_EXCERPTED DATA_.
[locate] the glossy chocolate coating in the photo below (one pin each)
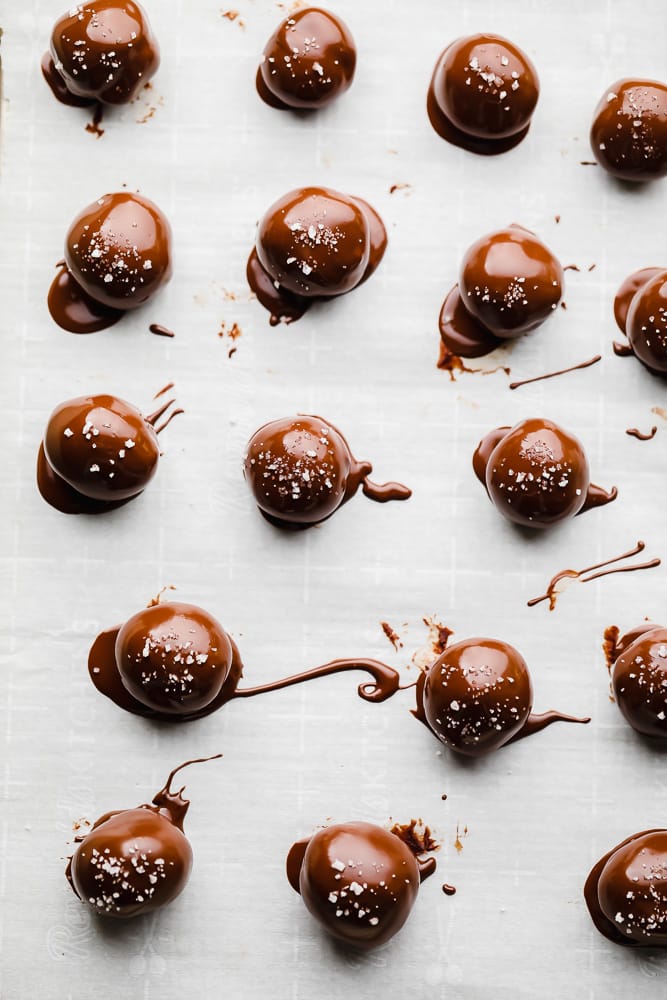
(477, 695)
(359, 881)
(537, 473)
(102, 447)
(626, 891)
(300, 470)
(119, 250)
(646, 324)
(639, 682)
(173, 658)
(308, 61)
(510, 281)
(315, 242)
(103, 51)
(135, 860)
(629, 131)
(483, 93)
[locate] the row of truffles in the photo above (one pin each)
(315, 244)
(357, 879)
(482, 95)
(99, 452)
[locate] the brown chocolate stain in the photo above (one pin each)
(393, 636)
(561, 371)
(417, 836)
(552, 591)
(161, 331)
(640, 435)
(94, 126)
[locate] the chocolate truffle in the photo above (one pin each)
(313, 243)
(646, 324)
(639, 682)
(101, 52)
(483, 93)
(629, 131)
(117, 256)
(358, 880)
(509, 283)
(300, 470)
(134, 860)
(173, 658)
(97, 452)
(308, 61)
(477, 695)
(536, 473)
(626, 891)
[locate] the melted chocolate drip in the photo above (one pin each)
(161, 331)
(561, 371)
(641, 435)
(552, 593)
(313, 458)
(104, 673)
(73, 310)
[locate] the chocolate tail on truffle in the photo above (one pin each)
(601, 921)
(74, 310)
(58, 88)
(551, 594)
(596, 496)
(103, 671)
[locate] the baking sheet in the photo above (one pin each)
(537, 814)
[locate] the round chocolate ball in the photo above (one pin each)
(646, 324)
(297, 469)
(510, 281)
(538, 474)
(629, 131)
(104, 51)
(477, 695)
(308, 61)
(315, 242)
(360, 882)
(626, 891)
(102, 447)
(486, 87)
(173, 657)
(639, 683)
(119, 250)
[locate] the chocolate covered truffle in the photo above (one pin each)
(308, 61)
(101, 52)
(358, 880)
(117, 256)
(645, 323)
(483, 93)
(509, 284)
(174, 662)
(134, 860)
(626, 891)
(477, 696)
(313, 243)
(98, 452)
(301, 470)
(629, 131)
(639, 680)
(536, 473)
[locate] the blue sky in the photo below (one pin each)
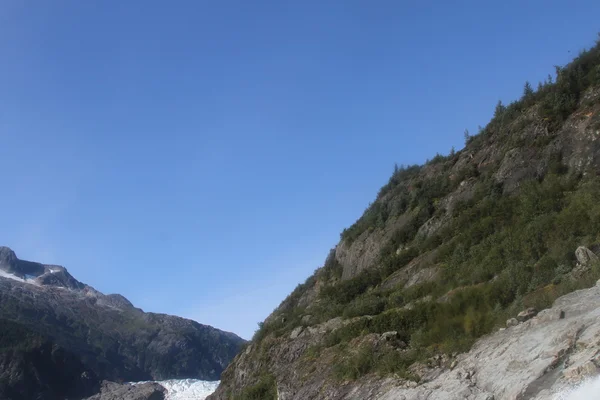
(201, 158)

...

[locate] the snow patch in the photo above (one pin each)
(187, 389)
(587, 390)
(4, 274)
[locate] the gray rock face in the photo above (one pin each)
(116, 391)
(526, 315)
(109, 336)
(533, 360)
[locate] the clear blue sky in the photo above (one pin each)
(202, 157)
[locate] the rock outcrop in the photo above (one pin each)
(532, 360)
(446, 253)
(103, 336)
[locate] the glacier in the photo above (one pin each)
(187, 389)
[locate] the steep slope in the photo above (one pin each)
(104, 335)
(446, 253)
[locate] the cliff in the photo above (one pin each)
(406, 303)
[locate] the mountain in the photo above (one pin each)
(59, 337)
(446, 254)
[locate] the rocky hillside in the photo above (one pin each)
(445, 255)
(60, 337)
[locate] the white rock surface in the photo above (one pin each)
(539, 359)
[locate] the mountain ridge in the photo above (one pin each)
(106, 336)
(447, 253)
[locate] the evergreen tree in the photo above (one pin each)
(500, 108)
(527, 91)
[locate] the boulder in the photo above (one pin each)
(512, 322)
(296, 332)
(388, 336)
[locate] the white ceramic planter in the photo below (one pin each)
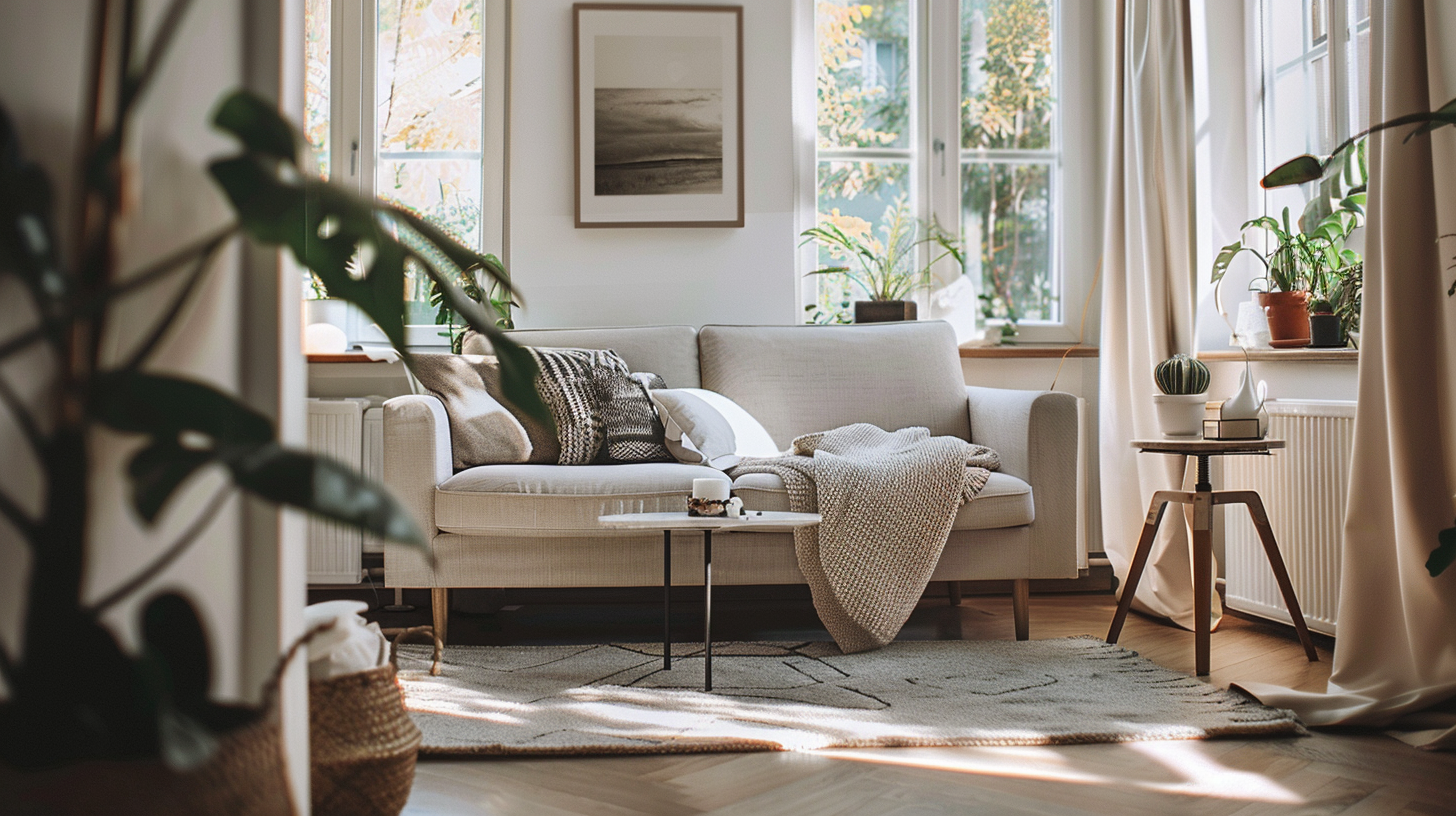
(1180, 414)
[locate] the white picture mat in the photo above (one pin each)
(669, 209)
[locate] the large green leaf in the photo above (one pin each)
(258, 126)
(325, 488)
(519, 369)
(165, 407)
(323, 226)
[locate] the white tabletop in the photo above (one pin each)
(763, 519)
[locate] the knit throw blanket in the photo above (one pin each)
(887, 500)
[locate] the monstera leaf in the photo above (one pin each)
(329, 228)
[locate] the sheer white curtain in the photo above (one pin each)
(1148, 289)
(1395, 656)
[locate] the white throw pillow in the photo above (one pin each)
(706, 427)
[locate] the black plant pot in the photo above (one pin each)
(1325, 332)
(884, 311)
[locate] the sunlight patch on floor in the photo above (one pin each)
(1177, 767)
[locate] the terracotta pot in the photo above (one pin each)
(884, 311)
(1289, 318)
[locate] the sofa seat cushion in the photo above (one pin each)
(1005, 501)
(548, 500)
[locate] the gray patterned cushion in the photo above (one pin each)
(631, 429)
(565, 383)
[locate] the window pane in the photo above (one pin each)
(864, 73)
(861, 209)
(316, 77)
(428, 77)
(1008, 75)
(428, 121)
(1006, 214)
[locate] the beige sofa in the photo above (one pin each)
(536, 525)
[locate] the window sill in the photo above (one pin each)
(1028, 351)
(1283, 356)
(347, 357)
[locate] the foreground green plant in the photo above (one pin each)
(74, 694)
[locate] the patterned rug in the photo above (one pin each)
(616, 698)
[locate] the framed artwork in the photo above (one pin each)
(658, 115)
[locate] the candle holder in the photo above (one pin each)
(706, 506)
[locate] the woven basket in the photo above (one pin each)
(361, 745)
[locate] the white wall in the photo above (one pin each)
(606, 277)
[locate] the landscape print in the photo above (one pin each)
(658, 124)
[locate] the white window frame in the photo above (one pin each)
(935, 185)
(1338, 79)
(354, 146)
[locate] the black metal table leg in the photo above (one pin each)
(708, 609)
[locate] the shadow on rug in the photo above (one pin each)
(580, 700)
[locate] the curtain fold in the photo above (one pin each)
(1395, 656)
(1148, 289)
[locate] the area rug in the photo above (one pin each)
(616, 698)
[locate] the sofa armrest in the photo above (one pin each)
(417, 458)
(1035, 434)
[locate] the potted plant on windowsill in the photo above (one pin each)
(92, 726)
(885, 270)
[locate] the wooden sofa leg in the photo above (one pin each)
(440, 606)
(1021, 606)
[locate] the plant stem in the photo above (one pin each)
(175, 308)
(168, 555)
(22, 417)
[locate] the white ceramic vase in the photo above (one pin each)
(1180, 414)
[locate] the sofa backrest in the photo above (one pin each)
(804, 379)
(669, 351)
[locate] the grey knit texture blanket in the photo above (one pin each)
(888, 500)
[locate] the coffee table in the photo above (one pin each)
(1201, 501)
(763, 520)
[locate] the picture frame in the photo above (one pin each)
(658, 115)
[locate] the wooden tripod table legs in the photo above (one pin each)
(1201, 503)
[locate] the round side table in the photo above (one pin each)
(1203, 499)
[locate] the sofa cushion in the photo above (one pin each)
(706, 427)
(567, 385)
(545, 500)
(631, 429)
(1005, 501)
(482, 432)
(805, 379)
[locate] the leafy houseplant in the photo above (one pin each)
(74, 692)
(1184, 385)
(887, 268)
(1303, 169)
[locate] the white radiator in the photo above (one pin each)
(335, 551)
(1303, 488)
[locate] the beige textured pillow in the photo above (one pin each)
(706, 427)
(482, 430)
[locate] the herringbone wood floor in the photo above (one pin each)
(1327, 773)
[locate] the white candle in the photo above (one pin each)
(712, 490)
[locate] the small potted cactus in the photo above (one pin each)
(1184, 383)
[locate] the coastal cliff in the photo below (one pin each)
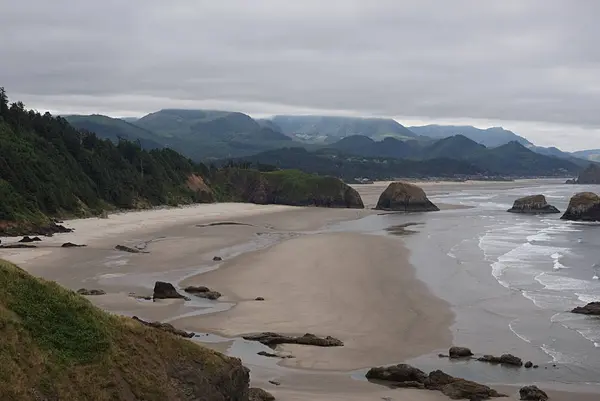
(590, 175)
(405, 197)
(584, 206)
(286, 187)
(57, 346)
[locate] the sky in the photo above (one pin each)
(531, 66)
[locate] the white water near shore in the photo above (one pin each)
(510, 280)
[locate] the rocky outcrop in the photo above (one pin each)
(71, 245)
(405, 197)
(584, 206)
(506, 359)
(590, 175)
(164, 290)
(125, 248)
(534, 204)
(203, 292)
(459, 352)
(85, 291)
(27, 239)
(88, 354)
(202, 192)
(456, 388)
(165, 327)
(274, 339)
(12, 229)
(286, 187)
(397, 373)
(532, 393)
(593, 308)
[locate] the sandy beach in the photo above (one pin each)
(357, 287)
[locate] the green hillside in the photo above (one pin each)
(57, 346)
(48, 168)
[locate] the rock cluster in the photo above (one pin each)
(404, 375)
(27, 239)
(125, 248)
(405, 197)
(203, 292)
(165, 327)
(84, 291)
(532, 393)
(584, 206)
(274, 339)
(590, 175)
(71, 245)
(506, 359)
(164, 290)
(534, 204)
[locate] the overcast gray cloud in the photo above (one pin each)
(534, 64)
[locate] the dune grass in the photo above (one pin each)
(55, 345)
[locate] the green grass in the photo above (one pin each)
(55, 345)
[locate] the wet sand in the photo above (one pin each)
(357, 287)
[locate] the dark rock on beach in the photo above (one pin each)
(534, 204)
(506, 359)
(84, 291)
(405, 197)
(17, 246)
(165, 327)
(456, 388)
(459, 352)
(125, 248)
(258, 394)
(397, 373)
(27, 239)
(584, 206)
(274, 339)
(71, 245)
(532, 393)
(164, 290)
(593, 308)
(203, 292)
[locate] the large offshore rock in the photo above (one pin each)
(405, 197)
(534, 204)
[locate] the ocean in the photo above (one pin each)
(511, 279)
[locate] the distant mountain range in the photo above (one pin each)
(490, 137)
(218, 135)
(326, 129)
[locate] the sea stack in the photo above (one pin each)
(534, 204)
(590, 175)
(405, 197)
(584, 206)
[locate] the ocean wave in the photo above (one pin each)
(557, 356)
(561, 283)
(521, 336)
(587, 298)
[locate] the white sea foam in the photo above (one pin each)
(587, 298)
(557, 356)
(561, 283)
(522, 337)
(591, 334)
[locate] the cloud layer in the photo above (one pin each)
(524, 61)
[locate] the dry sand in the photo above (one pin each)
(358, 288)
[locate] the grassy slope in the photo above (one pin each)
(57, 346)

--

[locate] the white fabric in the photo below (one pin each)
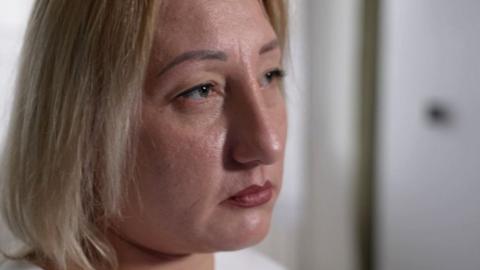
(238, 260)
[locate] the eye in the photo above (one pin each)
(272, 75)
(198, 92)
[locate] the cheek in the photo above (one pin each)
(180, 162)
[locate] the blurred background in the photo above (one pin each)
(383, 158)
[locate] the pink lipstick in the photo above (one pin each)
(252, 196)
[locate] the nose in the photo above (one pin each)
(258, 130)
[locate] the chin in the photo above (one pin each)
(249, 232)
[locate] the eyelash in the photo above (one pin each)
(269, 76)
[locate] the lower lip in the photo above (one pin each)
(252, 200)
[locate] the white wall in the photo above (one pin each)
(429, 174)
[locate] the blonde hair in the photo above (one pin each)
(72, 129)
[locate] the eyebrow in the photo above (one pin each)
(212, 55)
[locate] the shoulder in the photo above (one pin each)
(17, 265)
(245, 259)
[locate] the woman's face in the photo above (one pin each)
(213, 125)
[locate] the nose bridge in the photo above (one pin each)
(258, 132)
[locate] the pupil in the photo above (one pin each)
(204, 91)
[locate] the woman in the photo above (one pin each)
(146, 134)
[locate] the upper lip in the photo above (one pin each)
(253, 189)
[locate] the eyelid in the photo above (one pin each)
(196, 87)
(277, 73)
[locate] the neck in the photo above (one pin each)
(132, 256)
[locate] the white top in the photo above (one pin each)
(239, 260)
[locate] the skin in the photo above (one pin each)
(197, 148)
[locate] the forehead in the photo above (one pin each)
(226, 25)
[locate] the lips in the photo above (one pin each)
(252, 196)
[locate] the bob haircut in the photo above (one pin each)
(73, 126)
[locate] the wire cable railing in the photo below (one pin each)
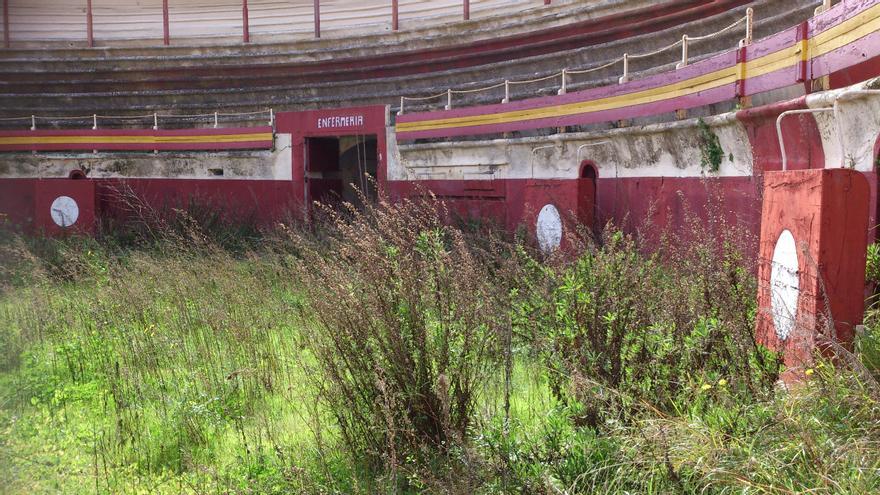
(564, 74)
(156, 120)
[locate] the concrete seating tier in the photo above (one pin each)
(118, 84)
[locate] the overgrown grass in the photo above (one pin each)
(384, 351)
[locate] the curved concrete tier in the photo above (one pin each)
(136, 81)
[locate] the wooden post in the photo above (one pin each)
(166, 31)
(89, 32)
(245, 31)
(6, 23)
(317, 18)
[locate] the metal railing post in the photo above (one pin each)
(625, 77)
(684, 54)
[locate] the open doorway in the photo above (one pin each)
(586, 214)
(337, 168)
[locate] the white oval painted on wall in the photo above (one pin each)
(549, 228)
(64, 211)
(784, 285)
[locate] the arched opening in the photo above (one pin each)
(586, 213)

_TASK REQUIREMENTS_. Rewrite the records from the line containing "[locate] the white window" through the line containing "(1303, 169)", both included, leaving every request line unchanged. Multiply each point coordinate in the answers by 2.35 and round it to a whole number, with halves rounded up.

_RESPONSE_.
[locate] the white window frame in the photo above (one pin each)
(2197, 435)
(3144, 186)
(832, 343)
[locate] the black metal table leg in the photo above (one pin each)
(1664, 1431)
[locate] the shadow on rug in the photo above (one pin each)
(1363, 1645)
[locate] the curtain fold in the photo above (one pin each)
(3278, 1542)
(2698, 679)
[locate] the area rug in the photo above (one pin each)
(1448, 1640)
[locate] the sofa armrest in the photo above (one pin each)
(980, 1076)
(2432, 1020)
[locate] the potted plant on windowsill in the photo above (one pin each)
(216, 1706)
(2080, 635)
[locate] the wooden sofa leg in the photo above (one pin each)
(1034, 1424)
(2399, 1424)
[locate] the plant stem in the photo above (one pin each)
(411, 724)
(395, 1304)
(52, 980)
[locate] the white ceramic vase in the photo above (one pin each)
(2773, 973)
[locate] the sofa backrest in the photo above (one pin each)
(1889, 891)
(1572, 825)
[locate] the grey knit texture blanket in the photo above (one pin each)
(2087, 1175)
[locate] the coffee table in the photo above (one pin each)
(2822, 1177)
(1793, 1222)
[locate] the picture frame in the photo above (one pin each)
(1546, 270)
[locate] the wooden tripod table legs in the photo above (one pin each)
(2822, 1182)
[locate] the round side table in the photo above (one pin each)
(2827, 1173)
[locate] the sofa cushion in the photo above (one pin each)
(1659, 1003)
(1332, 905)
(1281, 1175)
(1483, 1008)
(2362, 1177)
(1133, 1015)
(1892, 891)
[locate] the leafy houseplant in the photo above (one pin each)
(174, 1626)
(2782, 905)
(2084, 630)
(3062, 397)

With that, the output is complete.